## Görev
Ağustos albüm raporunu son cümlesinin ardından gelen kısımla sürdürür müsün?

## Okuma metni
┄┄┄┄┄┄

Aslında, iyi ki var dediğim güzel bir insan, benim yerime nefes vermiş... Adını da koymuş görmeden, bilmeden... O alsın sözü, ben kozamı öreyim, yırtmaya değer mi göreyim...




Kulak Keyfi : Ağustos Raporu

Pazartesi, Eylül 15, 2014
Konserler festivaller derken daha çok canlı performanslarla geçen Ağustos, yine bolca albümle kulaklarımızı şenlendirdi... Yeni grupların beklenen debutları, majör isimlerin uzun sessizliklerinden sonra dönüşleri ve çıkış arayışındakilerin yeni hamleleriyle geçti koca bir ay... Blonde Redhead, Interpol ve Tricky’nin merakla beklenen majör yeniler olurken, Royal Blood ve Banks beklenen debutlarını kulaklarımıza yollayanlar oldu... Yıla damga vuracak albümlerle karşılaştığımızı söylemek zor ama, Beach Day ve Esben And The Witch ayın en iyi albümlerine imza atan isimler... Yerli piyasadaysa tam bir sessizlik hakimdi ve dişe dokunur albümü mumla aradığımız dönemde, Melek ilk albümüyle çok iyi geldi... İşte Ağustos ayında yayımlananlardan dinlediğim 20 yabancı ve 4 yerli albüme dair...

┄┄┄┄┄┄

## Malzeme alıntıları
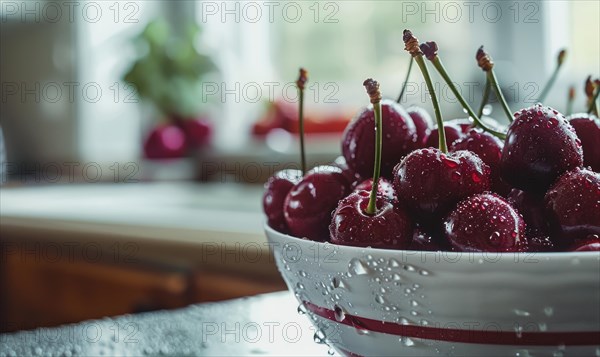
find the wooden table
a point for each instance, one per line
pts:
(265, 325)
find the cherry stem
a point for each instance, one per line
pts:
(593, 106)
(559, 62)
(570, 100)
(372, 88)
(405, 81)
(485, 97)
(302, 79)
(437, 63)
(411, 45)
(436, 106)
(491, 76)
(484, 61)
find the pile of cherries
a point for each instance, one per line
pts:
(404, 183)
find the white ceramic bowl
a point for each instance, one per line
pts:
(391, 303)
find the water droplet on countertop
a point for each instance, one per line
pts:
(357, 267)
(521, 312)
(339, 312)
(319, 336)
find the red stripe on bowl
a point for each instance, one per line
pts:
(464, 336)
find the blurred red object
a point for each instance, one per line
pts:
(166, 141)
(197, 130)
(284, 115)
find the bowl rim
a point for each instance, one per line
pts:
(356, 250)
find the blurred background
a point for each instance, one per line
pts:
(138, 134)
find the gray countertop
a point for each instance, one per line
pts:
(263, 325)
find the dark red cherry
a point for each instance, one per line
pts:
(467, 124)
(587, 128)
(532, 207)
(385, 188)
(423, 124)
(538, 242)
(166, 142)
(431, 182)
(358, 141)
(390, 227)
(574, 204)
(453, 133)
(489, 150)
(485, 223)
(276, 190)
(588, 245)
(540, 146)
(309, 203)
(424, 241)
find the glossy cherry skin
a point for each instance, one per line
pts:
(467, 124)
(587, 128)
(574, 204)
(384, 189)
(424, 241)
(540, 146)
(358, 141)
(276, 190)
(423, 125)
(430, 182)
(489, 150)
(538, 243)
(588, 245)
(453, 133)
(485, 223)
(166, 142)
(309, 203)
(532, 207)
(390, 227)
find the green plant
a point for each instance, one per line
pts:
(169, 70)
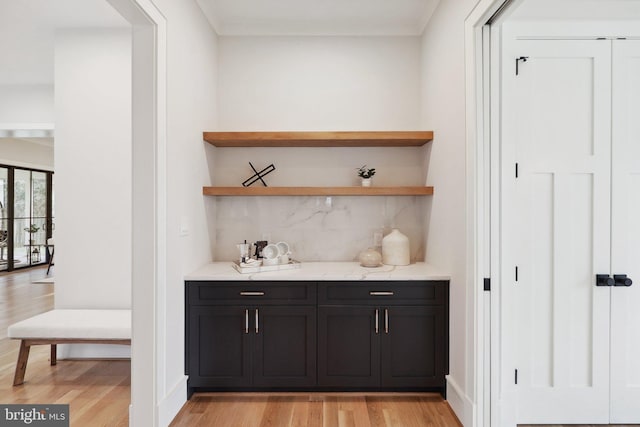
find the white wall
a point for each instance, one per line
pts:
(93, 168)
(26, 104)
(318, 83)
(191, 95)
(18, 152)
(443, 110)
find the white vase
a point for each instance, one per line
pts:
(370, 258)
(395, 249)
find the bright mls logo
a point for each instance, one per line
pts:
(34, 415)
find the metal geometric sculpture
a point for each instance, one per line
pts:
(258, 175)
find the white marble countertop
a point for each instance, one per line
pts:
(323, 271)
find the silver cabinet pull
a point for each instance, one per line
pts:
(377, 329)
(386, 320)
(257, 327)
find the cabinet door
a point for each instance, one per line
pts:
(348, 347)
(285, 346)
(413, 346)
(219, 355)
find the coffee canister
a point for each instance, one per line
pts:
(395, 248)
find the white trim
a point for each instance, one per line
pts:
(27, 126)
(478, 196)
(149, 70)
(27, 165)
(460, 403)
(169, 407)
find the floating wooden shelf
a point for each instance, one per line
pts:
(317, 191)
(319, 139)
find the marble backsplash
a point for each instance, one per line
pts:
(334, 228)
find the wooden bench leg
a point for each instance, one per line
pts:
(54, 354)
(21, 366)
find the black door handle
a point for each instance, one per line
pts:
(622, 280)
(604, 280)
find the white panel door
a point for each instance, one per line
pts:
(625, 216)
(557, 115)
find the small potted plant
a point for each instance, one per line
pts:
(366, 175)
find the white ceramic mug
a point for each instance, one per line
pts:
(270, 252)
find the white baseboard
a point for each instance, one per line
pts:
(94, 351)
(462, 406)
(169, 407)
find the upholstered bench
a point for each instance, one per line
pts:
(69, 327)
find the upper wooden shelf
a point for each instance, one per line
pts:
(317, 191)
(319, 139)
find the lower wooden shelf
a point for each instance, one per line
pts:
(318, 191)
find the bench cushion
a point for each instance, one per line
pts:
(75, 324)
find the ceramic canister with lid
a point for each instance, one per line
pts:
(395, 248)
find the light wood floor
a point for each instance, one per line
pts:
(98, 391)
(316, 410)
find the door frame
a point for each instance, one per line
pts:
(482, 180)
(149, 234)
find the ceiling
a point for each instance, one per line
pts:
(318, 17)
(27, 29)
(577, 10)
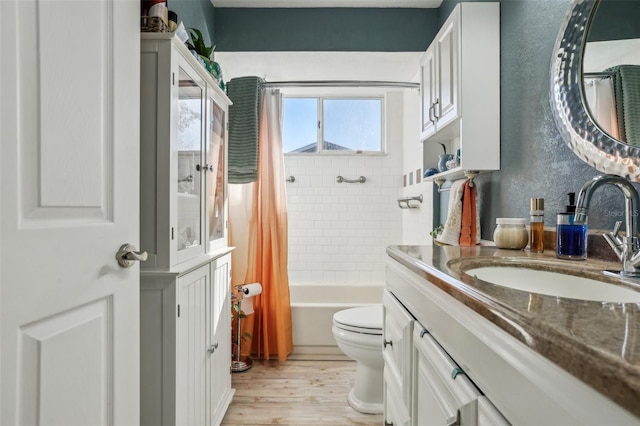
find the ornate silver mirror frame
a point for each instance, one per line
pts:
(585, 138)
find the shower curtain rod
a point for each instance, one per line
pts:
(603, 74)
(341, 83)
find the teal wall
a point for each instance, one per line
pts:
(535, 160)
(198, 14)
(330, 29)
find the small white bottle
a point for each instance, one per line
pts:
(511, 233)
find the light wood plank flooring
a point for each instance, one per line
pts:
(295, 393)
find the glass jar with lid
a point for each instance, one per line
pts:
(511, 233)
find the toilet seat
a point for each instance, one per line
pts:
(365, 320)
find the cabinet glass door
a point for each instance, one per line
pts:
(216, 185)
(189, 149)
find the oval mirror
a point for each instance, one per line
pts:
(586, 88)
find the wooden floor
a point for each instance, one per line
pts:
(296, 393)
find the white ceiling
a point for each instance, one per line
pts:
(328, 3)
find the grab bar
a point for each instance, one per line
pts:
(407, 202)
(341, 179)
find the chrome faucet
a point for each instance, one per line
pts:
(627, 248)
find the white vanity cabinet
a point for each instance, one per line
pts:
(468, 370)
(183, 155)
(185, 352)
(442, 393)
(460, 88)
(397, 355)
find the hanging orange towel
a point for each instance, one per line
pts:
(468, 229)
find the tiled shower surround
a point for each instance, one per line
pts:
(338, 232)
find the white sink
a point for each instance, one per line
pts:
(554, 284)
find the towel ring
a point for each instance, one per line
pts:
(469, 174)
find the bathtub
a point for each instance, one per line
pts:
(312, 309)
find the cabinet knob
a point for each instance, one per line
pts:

┄┄┄┄┄┄

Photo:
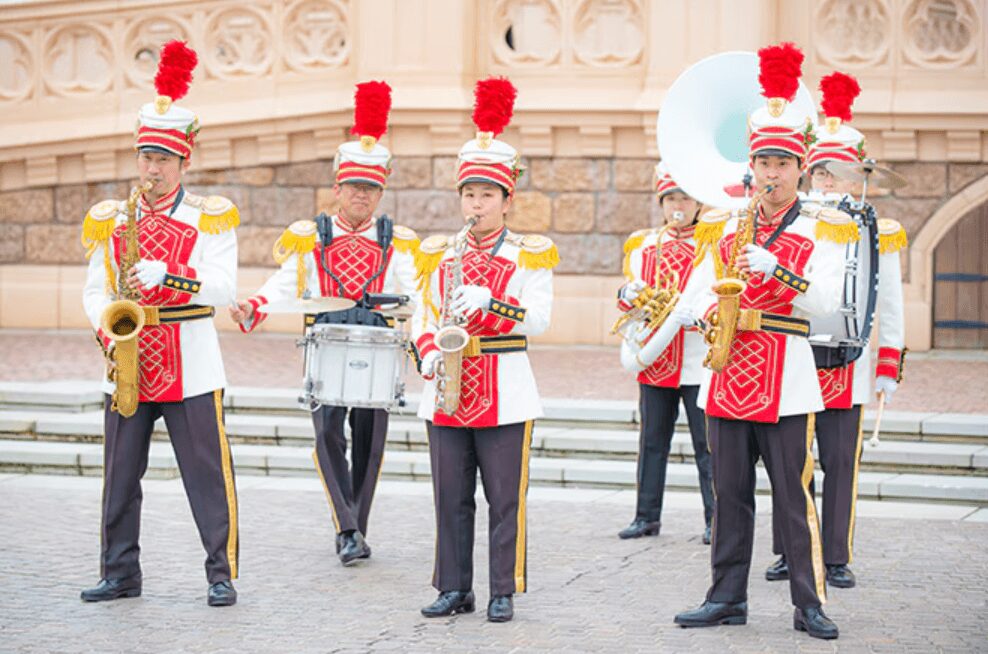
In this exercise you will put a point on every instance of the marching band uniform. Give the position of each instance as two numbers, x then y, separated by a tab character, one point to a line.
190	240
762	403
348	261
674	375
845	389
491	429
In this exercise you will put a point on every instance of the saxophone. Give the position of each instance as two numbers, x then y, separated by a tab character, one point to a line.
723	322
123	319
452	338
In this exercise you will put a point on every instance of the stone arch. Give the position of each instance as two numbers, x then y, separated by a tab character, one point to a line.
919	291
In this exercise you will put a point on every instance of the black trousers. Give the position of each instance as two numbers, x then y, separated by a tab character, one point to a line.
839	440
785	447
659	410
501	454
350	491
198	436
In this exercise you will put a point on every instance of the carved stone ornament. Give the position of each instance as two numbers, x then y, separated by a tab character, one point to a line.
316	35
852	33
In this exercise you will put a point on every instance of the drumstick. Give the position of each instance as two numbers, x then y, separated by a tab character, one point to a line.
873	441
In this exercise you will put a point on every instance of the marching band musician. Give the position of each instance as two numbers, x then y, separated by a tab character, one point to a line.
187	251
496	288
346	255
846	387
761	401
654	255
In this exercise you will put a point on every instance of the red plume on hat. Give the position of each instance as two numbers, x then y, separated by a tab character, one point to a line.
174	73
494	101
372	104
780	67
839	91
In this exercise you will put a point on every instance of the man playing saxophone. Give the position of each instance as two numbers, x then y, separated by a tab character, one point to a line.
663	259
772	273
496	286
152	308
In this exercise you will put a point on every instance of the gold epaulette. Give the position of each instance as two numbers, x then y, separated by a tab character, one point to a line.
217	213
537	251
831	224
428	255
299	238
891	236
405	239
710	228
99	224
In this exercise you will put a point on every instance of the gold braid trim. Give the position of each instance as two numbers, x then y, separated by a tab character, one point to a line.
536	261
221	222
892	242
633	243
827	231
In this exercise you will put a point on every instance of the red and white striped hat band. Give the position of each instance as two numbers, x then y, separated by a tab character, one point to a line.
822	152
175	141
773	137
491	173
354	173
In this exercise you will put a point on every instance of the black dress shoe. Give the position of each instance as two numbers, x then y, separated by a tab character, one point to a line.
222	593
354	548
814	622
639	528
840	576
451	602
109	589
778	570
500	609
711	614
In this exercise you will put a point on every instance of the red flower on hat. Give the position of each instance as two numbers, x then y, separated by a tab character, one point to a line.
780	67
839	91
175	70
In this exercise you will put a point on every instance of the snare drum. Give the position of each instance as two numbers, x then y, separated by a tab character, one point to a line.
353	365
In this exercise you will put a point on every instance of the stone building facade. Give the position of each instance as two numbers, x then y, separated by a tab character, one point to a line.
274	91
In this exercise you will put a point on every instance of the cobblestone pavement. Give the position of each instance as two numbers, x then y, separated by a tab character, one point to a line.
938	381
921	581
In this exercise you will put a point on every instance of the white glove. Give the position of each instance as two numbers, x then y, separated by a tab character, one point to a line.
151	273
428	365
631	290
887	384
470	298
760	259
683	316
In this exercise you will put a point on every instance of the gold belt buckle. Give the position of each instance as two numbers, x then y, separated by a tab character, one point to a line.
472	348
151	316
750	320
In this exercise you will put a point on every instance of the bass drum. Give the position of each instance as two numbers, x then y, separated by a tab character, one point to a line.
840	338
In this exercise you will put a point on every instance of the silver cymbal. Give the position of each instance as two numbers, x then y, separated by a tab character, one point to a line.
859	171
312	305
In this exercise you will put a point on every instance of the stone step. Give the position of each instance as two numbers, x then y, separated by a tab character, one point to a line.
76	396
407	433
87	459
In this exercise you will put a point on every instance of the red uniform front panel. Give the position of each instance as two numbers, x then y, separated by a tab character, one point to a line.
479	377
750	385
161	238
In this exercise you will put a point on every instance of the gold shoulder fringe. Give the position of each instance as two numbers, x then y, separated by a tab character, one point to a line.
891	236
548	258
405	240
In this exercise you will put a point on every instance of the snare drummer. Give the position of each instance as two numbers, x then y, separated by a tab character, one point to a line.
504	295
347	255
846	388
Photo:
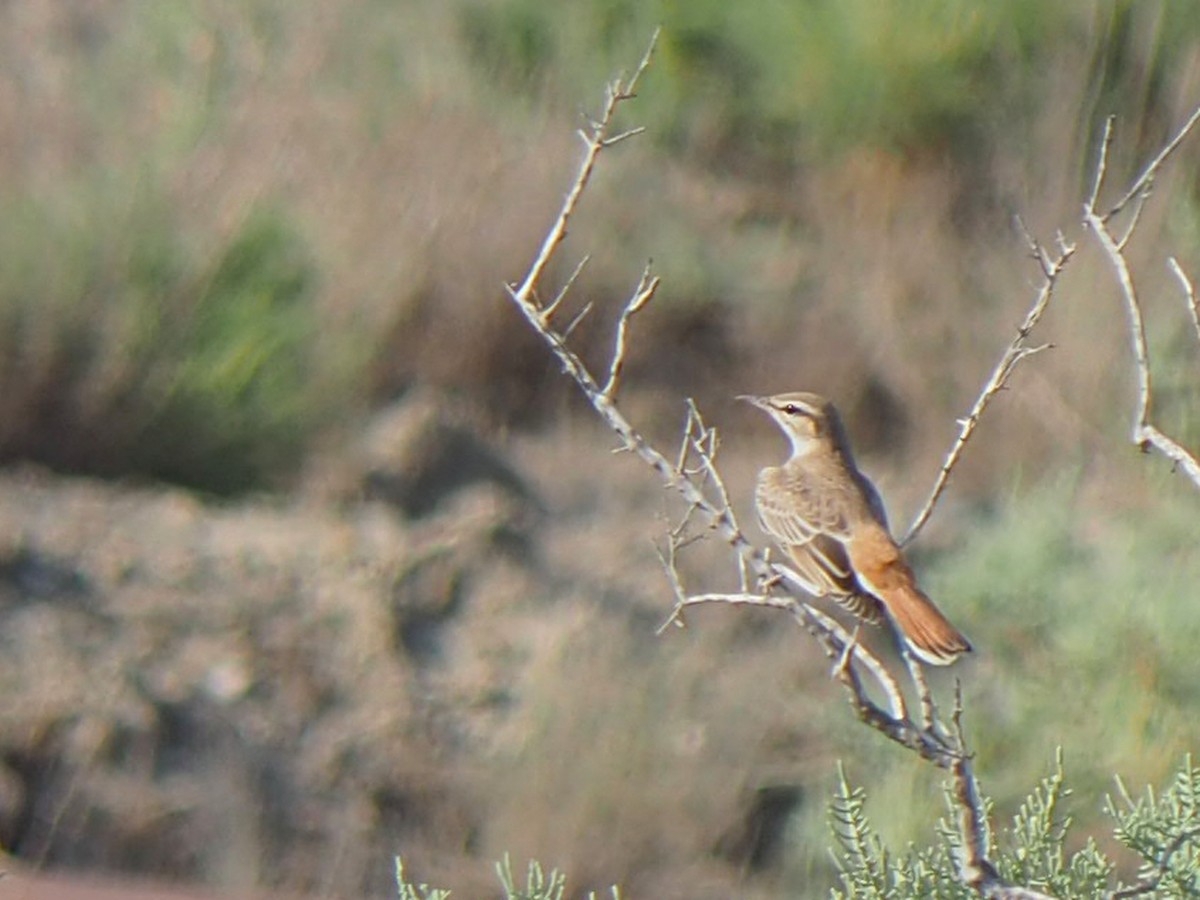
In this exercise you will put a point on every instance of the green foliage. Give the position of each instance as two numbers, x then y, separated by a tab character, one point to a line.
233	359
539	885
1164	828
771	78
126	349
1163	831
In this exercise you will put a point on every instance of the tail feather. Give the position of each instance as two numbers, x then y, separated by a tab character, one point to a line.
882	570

┄┄┄┄┄┄

## Beklenen yanıt
A Year Afar - Better Life
Suzanne Tufan, James Brunberg, Ben Landsverk ve David Jorgensen’den oluşan Portland Oregon çıkışlı indie pop dörtlüsü 2013’de kurulmuş... Popa daha yakın durup, tertemiz soundlarıyla, nefeslileri ve yaylıları bolca kullanarak kendi dillerini yaratmayı denemiş... Tufan’ın vokalinden güç alıyorlar genelde... Taze, çekici ve sınırları aşan sekiz şarkılık albümleri bu kadar kısa sürede üretilmiş bir debut için yeterli... Fazlası için dörtlüye zaman vermek gerekiyor... Albümü alıp götürecek bir hit adayının bulunmaması da ilk çıkışın en önemli eksisi...


Banks - Goddess  
Daha yayımladığı ilk kayıtla heyecan yaratan Jillian Banks, aynı yıl içinde BBC ve MTV’nin en iyi yeni çıkış adayı olmuştu... 2 e.p. ile gelen adaylıkların ardından ilk albüm beklentisi de büyüdü... Klasikleri çoktan hazır 14 şarkılık albüm, beklentileri fazlasıyla karşılıyor... Fazla elektronik kalması, pop ve r&b’ye daha yakın durması sebebiyle sonunu getirmesi biraz zor...  


Beach Day - Native Echoes
Kimmy Drake ve Skyler Black’den müteşekkil Florida güneşi 2012’den bu yana parlamaya devam ediyor... Önce üçlü olarak kurulan grup, debut albümleri sonrası yarattıkları heyecanın tadını çıkarmıştı... İkiliye evrilmelerinin ardından gelen 10 şarkılık ikinci albüm, 60’lı yılların garaj soundu ile riot girl akımının etkileriyle grubu bir kaç adım öteye taşıyor... Çıkış şarkılarıyla da durumu güzel özetleyen ikilinin önü çok açık... Türü sevenler için ayın en önemli keşiflerinden biri...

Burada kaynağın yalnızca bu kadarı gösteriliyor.